● Information given:
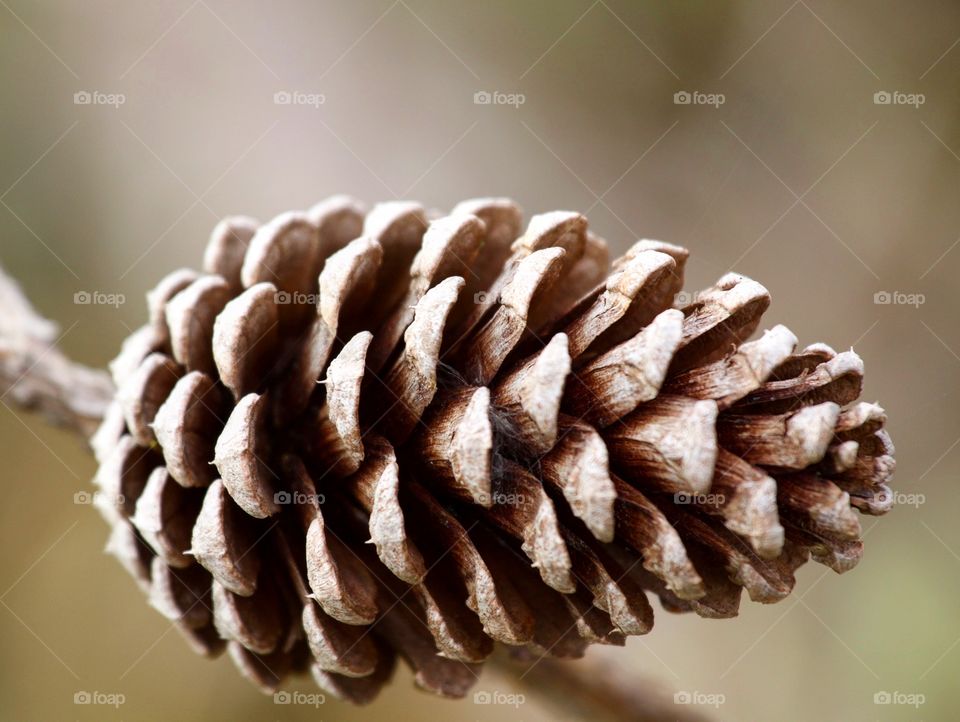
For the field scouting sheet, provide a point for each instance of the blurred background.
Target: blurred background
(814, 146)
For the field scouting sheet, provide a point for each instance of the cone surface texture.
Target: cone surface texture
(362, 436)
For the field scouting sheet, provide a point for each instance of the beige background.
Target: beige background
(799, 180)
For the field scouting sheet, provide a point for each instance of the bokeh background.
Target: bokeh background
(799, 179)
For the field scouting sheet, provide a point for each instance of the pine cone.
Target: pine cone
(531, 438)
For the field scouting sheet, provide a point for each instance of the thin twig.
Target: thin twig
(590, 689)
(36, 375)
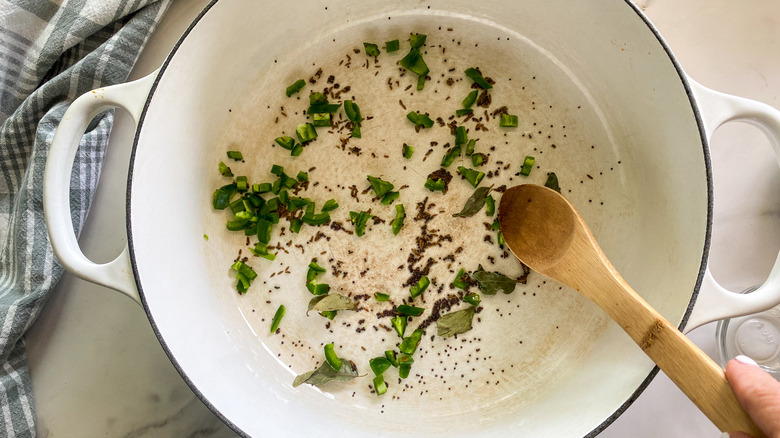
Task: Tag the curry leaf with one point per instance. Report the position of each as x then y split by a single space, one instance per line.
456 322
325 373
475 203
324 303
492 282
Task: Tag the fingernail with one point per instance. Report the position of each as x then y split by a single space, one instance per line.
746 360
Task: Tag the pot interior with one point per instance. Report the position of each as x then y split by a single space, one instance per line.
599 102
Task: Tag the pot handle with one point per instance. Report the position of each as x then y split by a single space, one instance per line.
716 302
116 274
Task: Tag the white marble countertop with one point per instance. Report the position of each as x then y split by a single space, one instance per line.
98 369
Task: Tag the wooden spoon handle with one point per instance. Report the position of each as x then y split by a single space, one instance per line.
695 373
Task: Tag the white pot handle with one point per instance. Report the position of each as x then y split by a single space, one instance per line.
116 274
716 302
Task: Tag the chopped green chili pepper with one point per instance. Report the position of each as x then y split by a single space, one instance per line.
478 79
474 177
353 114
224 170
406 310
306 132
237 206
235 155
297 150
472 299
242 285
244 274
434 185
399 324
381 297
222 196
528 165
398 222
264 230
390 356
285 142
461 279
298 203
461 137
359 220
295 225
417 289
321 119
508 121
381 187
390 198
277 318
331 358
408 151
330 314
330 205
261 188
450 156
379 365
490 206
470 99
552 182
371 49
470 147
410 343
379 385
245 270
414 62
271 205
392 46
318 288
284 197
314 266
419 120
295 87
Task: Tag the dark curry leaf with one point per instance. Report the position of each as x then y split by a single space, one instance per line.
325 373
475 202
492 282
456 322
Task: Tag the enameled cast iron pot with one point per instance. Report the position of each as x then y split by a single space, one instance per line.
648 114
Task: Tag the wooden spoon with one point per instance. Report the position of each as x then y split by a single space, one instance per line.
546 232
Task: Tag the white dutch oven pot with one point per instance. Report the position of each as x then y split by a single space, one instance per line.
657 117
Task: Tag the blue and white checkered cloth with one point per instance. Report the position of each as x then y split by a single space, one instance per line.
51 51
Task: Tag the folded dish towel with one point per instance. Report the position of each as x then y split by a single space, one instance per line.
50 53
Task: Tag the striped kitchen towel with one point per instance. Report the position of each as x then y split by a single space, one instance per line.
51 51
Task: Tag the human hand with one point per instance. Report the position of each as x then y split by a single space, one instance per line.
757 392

● Exercise task:
Above are the records; copy exactly the lines from the one with "Task: Tag the white pot" through the final line.

● Output for this exercise:
Task: Tag the white pot handle with one point per instance. Report the position of each as x then y split by a single space, one instance per line.
116 274
716 302
Task: Tag the chopped green chili pepper with one point per instance. Report the position of each as x then y split by a single space, one instance per line.
478 79
474 177
353 114
224 170
406 310
306 132
237 206
235 155
297 150
472 299
242 285
244 274
434 185
399 324
381 297
222 196
528 165
398 222
264 230
390 356
285 142
461 279
298 203
461 137
359 220
295 225
417 289
321 119
508 121
381 187
390 198
277 318
331 358
408 151
330 314
330 205
261 188
450 156
379 365
490 206
470 99
552 182
371 49
470 147
410 343
379 385
245 270
414 62
271 205
392 46
318 288
284 197
314 266
419 120
295 87
Task: Tag the dark curry leaf with one point per instance. Report the position of each as x then y split by a single space, one instance per line.
325 373
475 202
492 282
456 322
Task: Tag the enameled cast iron pot with one point per instance. Report the position of each as x then y split by a single space, one instance per line.
648 114
Task: Tag the wooden spoon with one point per instance. Report the position of each as x then y split by a single space, one instance per line.
546 232
Task: Tag the white dutch oven pot with one point per instance. Report the position of each as x then y split by a single space, one instance per line.
657 117
Task: Tag the blue and white checkered cloth with one point per instance. Report the position of each as x then y split by a single space, one instance per line.
51 51
Task: Tag the folded dish towel with one point per instance. Report the position of each as x then y split by a single space, one instance per line.
50 53
Task: Tag the striped kitchen towel with one point per instance. Report the position of each as x then y split by a single space, one instance per line.
51 51
Task: Tag the human hand with one point per instance. Report the position of each as x then y split by a single space, one instance per line.
757 392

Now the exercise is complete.